=== Recorded information ===
•••••

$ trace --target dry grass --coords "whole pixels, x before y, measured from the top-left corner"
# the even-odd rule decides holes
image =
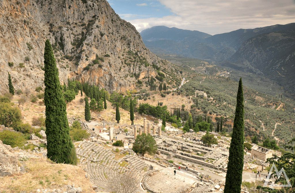
[[[31,158],[24,162],[27,172],[21,175],[0,178],[0,192],[36,192],[37,190],[64,189],[68,184],[81,187],[83,192],[94,192],[85,177],[86,173],[71,165],[55,164],[44,158]]]

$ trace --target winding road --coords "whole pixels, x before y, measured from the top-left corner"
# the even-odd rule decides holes
[[[178,89],[180,89],[181,87],[181,86],[183,85],[183,84],[184,84],[184,81],[185,81],[185,78],[184,78],[183,79],[182,79],[182,81],[181,81],[181,84],[180,84],[180,86],[178,87]],[[173,89],[172,90],[173,91],[176,91],[176,89],[177,89],[177,88],[176,89]]]

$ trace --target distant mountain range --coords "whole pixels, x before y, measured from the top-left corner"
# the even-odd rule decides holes
[[[295,94],[295,23],[240,29],[212,36],[155,26],[140,33],[147,47],[163,53],[206,59],[266,75]]]

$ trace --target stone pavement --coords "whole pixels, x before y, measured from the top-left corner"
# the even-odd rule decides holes
[[[181,193],[186,192],[195,182],[191,179],[163,169],[150,173],[145,178],[143,184],[145,188],[153,192]]]

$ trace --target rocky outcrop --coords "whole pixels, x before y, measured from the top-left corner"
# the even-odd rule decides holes
[[[0,140],[0,177],[4,177],[24,172],[19,166],[17,155],[10,145],[3,144]]]
[[[1,0],[0,8],[0,94],[8,89],[7,72],[16,90],[44,88],[47,39],[62,82],[73,78],[124,91],[155,76],[155,67],[170,71],[169,63],[147,49],[134,26],[105,0]]]

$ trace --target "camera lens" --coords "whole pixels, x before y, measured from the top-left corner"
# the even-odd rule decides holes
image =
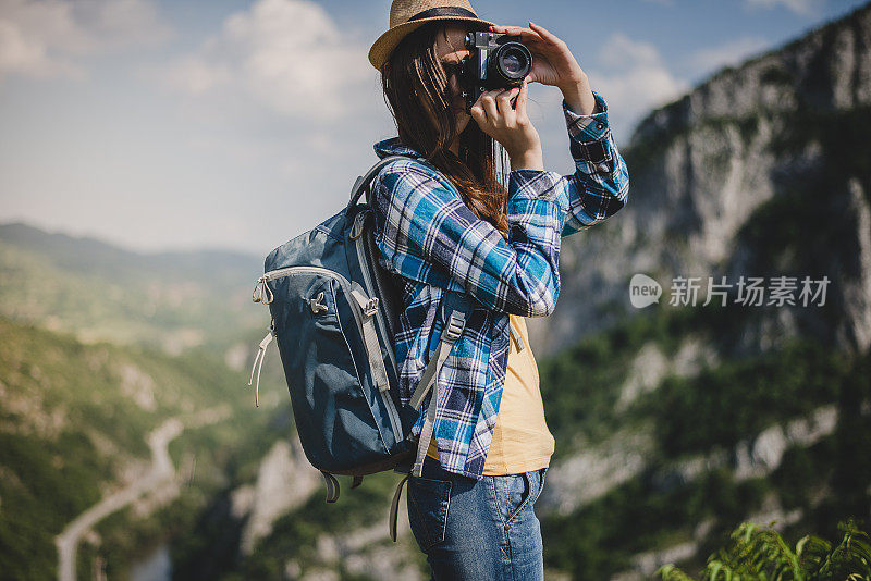
[[[495,70],[507,82],[517,82],[532,69],[532,54],[519,42],[505,42],[493,54]]]
[[[508,53],[502,57],[500,61],[502,70],[510,75],[516,75],[524,67],[522,58],[517,54]]]

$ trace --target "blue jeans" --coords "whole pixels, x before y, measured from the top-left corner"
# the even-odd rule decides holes
[[[541,528],[532,509],[547,468],[476,481],[427,457],[408,479],[412,533],[436,580],[544,578]]]

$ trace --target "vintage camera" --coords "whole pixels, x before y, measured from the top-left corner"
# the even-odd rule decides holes
[[[466,48],[471,57],[463,61],[457,78],[466,99],[466,111],[482,92],[519,86],[532,70],[532,53],[520,42],[519,36],[468,33]],[[512,107],[515,101],[516,98],[512,99]]]

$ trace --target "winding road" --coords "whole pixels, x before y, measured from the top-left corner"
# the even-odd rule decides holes
[[[58,579],[75,581],[75,554],[78,542],[85,532],[115,510],[175,478],[175,467],[169,453],[170,442],[177,437],[185,428],[198,428],[214,423],[229,415],[229,407],[211,408],[197,413],[186,424],[179,418],[171,418],[151,431],[148,434],[148,447],[151,449],[151,467],[148,472],[126,489],[105,497],[82,512],[54,539],[58,547]]]

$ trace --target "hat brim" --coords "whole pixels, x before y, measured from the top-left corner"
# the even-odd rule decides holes
[[[419,28],[428,22],[433,21],[471,22],[483,26],[495,25],[493,22],[483,21],[481,18],[473,18],[470,16],[432,16],[430,18],[404,22],[397,26],[394,26],[393,28],[390,28],[388,32],[378,37],[378,39],[372,44],[372,48],[369,49],[369,62],[372,64],[372,66],[380,71],[381,66],[383,66],[388,58],[390,58],[390,53],[393,52],[393,49],[396,48],[396,45],[398,45],[400,41],[402,41],[402,39],[408,35],[408,33]]]

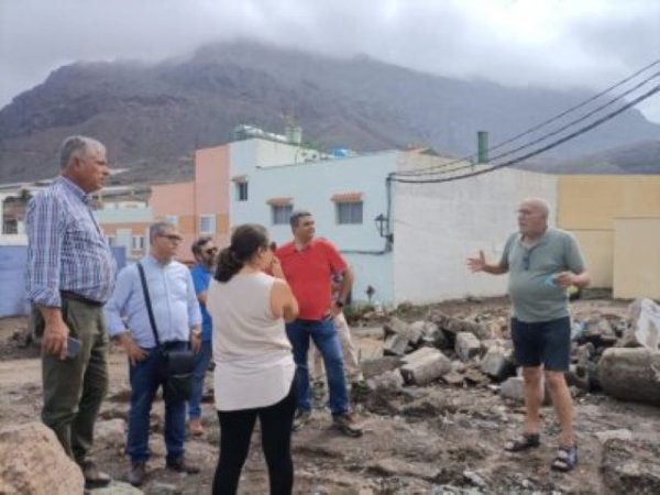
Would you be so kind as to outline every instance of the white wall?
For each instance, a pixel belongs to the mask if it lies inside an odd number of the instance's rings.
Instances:
[[[424,304],[506,293],[506,275],[471,274],[469,255],[483,249],[499,260],[516,209],[529,197],[557,209],[557,177],[502,169],[443,184],[396,184],[394,193],[395,300]]]

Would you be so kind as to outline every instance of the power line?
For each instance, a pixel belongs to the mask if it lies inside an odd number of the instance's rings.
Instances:
[[[632,101],[629,101],[622,108],[597,119],[596,121],[592,122],[591,124],[585,125],[585,127],[579,129],[578,131],[574,131],[571,134],[568,134],[557,141],[553,141],[552,143],[550,143],[543,147],[540,147],[538,150],[535,150],[526,155],[522,155],[518,158],[509,160],[508,162],[493,165],[487,168],[480,168],[477,170],[472,170],[468,174],[462,174],[462,175],[452,176],[452,177],[444,177],[444,178],[436,178],[436,179],[414,179],[414,178],[407,178],[407,177],[400,178],[400,177],[396,177],[395,174],[392,174],[389,177],[387,177],[387,182],[402,183],[402,184],[440,184],[440,183],[449,183],[449,182],[453,182],[453,180],[461,180],[461,179],[469,178],[469,177],[475,177],[477,175],[483,175],[483,174],[488,174],[491,172],[495,172],[499,168],[509,167],[512,165],[522,162],[524,160],[531,158],[532,156],[539,155],[548,150],[557,147],[560,144],[565,143],[566,141],[570,141],[574,138],[578,138],[581,134],[584,134],[587,131],[591,131],[594,128],[597,128],[598,125],[607,122],[608,120],[613,119],[614,117],[618,116],[619,113],[623,113],[624,111],[628,110],[629,108],[635,107],[637,103],[646,100],[647,98],[650,98],[658,91],[660,91],[660,85],[656,86],[654,88],[650,89],[649,91],[645,92],[644,95],[635,98]],[[452,172],[457,172],[457,170],[464,169],[464,168],[473,168],[473,167],[474,167],[473,165],[465,165],[462,167],[454,168]]]
[[[543,134],[540,138],[537,138],[536,140],[532,140],[532,141],[530,141],[528,143],[525,143],[525,144],[522,144],[522,145],[520,145],[520,146],[518,146],[516,148],[513,148],[513,150],[506,151],[504,153],[501,153],[498,155],[495,155],[495,156],[493,156],[491,158],[491,161],[503,158],[505,156],[513,155],[514,153],[517,153],[519,151],[526,150],[526,148],[528,148],[528,147],[530,147],[530,146],[532,146],[535,144],[540,143],[541,141],[546,141],[547,139],[552,138],[552,136],[554,136],[554,135],[557,135],[557,134],[559,134],[559,133],[561,133],[561,132],[563,132],[563,131],[565,131],[565,130],[568,130],[570,128],[572,128],[573,125],[575,125],[575,124],[578,124],[580,122],[585,121],[590,117],[593,117],[594,114],[598,113],[601,110],[604,110],[607,107],[610,107],[610,106],[613,106],[615,103],[618,103],[620,101],[620,97],[628,96],[629,94],[638,90],[639,88],[641,88],[642,86],[647,85],[649,81],[651,81],[652,79],[657,78],[658,76],[660,76],[660,72],[654,73],[653,75],[651,75],[647,79],[642,80],[641,82],[638,82],[636,86],[634,86],[632,88],[628,89],[627,91],[625,91],[620,96],[613,98],[612,100],[609,100],[609,101],[601,105],[600,107],[596,107],[594,110],[585,113],[584,116],[582,116],[582,117],[580,117],[578,119],[574,119],[571,122],[562,125],[561,128],[556,129],[554,131],[549,132],[547,134]],[[472,166],[472,165],[470,165],[470,166]],[[452,169],[447,169],[447,167],[443,167],[442,169],[438,169],[437,172],[432,172],[432,170],[419,170],[418,169],[418,170],[416,170],[416,172],[418,172],[417,174],[404,174],[404,175],[406,175],[406,176],[415,175],[416,177],[417,176],[424,176],[424,175],[442,175],[442,174],[449,174],[451,172],[455,172],[455,170],[458,170],[461,167],[457,167],[457,168],[452,168]]]
[[[530,128],[530,129],[528,129],[526,131],[522,131],[519,134],[514,135],[513,138],[509,138],[509,139],[503,141],[501,143],[495,144],[494,146],[488,147],[488,152],[493,152],[495,150],[498,150],[499,147],[502,147],[502,146],[504,146],[504,145],[506,145],[508,143],[512,143],[513,141],[516,141],[516,140],[518,140],[518,139],[520,139],[520,138],[522,138],[525,135],[528,135],[528,134],[530,134],[530,133],[532,133],[535,131],[538,131],[539,129],[542,129],[543,127],[546,127],[546,125],[548,125],[548,124],[550,124],[550,123],[552,123],[552,122],[554,122],[554,121],[557,121],[557,120],[559,120],[559,119],[561,119],[561,118],[563,118],[565,116],[568,116],[569,113],[574,112],[575,110],[579,110],[582,107],[585,107],[586,105],[591,103],[592,101],[595,101],[596,99],[598,99],[598,98],[607,95],[608,92],[612,92],[614,89],[616,89],[616,88],[625,85],[626,82],[635,79],[640,74],[649,70],[650,68],[652,68],[652,67],[654,67],[657,65],[660,65],[660,58],[657,59],[657,61],[654,61],[654,62],[652,62],[652,63],[650,63],[650,64],[648,64],[647,66],[640,68],[639,70],[632,73],[631,75],[629,75],[628,77],[619,80],[618,82],[616,82],[616,84],[607,87],[606,89],[604,89],[601,92],[594,95],[593,97],[587,98],[586,100],[584,100],[584,101],[582,101],[582,102],[580,102],[580,103],[578,103],[578,105],[575,105],[573,107],[570,107],[569,109],[564,110],[563,112],[561,112],[561,113],[559,113],[559,114],[557,114],[554,117],[551,117],[550,119],[548,119],[548,120],[546,120],[543,122],[540,122],[540,123],[534,125],[532,128]],[[650,78],[647,78],[646,81],[648,82],[650,79],[657,77],[658,74],[660,74],[660,73],[653,74]],[[639,85],[637,87],[639,87]],[[623,95],[619,95],[619,97],[617,97],[617,98],[620,98],[622,96],[625,96],[625,95],[627,95],[629,92],[630,92],[630,90],[628,90],[627,92],[624,92]],[[536,141],[536,142],[538,142],[538,141]],[[510,154],[510,153],[501,154],[497,157],[506,156],[507,154]],[[404,170],[404,172],[397,173],[397,175],[402,175],[402,176],[424,175],[427,170],[448,168],[451,165],[454,165],[457,163],[461,163],[461,162],[465,162],[465,161],[472,160],[474,156],[475,156],[475,154],[472,153],[470,155],[463,156],[461,158],[455,158],[455,160],[453,160],[451,162],[448,162],[448,163],[443,163],[443,164],[440,164],[440,165],[433,165],[433,166],[429,166],[429,167],[424,167],[424,168],[417,168],[415,170]],[[452,172],[452,170],[450,170],[450,172]]]

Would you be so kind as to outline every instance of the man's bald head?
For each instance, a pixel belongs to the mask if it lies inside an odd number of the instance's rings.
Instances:
[[[548,229],[550,206],[541,198],[529,198],[518,207],[518,229],[524,237],[538,238]]]

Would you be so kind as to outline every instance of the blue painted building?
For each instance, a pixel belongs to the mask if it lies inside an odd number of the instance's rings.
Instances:
[[[355,274],[353,300],[367,301],[371,286],[374,301],[394,301],[392,250],[375,218],[387,215],[385,180],[402,152],[326,155],[264,139],[228,146],[232,226],[261,223],[279,245],[292,240],[292,211],[309,210],[317,235],[334,243]]]

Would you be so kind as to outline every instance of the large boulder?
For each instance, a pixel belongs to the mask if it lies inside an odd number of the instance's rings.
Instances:
[[[41,422],[0,431],[0,493],[7,495],[82,495],[85,479]]]
[[[607,349],[598,362],[598,381],[612,397],[660,405],[660,352]]]

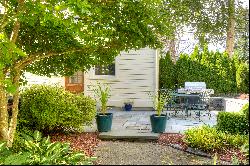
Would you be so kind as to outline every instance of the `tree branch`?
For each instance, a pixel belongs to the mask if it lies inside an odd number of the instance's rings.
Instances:
[[[20,10],[22,9],[24,4],[24,0],[19,0],[18,1],[18,8],[17,8],[17,13],[20,12]],[[18,19],[16,19],[15,21],[15,25],[13,27],[12,33],[11,33],[11,37],[10,37],[10,41],[15,43],[18,37],[18,33],[19,33],[19,29],[20,29],[20,21]]]
[[[0,27],[0,30],[2,31],[3,28],[8,24],[8,21],[6,20],[7,19],[7,11],[8,11],[8,7],[6,5],[6,1],[4,0],[3,1],[3,7],[4,7],[4,15],[3,15],[3,19],[1,21],[1,27]]]

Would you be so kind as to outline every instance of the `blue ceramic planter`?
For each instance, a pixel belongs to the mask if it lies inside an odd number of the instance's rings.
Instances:
[[[125,108],[125,111],[131,111],[132,110],[132,104],[125,104],[124,108]]]

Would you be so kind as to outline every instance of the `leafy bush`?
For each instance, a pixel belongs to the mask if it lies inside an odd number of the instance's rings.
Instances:
[[[34,85],[21,94],[19,124],[32,130],[81,129],[96,114],[95,101],[61,87]]]
[[[33,136],[23,135],[25,146],[18,153],[0,144],[0,164],[4,165],[90,165],[94,157],[87,157],[84,153],[72,152],[68,143],[51,143],[49,137],[42,138],[40,132],[35,131]]]
[[[249,133],[249,122],[246,115],[237,112],[219,112],[216,127],[218,130],[231,134]]]
[[[239,92],[249,92],[249,67],[240,63],[236,71],[237,89]]]
[[[189,129],[184,136],[184,142],[190,147],[204,151],[221,150],[226,147],[240,147],[246,141],[246,135],[232,135],[218,131],[215,127],[210,126]]]

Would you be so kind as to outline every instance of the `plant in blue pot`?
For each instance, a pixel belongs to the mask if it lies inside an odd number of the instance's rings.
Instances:
[[[131,111],[133,108],[134,101],[132,99],[124,101],[124,110]]]
[[[150,115],[152,132],[163,133],[166,129],[167,115],[162,114],[162,111],[165,104],[170,99],[170,95],[168,93],[160,93],[158,91],[149,95],[153,99],[154,110],[156,111],[156,114]]]
[[[108,99],[111,97],[110,86],[98,82],[93,91],[97,102],[100,104],[100,109],[96,115],[97,129],[99,132],[108,132],[111,130],[113,120],[113,113],[107,112]]]

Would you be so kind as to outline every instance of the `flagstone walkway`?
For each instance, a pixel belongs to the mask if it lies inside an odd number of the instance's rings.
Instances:
[[[158,139],[158,133],[151,132],[150,115],[153,111],[121,111],[110,110],[113,113],[112,129],[109,132],[102,132],[99,134],[103,139],[122,139],[122,138],[136,138],[136,139]],[[163,112],[163,113],[166,113]],[[207,112],[201,113],[200,119],[194,112],[191,116],[186,117],[184,112],[178,112],[176,116],[168,114],[165,133],[184,133],[185,130],[201,126],[204,124],[215,125],[216,115],[218,111],[211,111],[211,118]],[[97,131],[96,122],[93,121],[91,127],[85,128],[86,132]]]

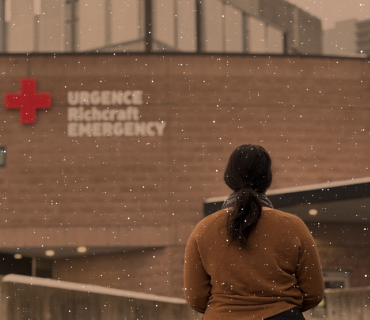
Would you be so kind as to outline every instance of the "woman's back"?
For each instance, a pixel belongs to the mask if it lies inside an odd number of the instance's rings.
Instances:
[[[204,320],[261,319],[322,299],[322,274],[314,240],[294,215],[263,210],[248,248],[227,234],[229,212],[201,221],[185,255],[184,292]],[[230,243],[231,242],[231,243]]]

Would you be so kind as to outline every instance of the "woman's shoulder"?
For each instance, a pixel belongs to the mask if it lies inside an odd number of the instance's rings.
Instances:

•••••

=== What is asked ===
Return every line above that contains the string "camera".

=== Solution for this problem ===
$ trace --target "camera lens" --coords "whole pixels, x before y, measured from the top-left corner"
$ trace --target "vintage camera" --coords "whole pixels, x before y, measured from the top-left corner"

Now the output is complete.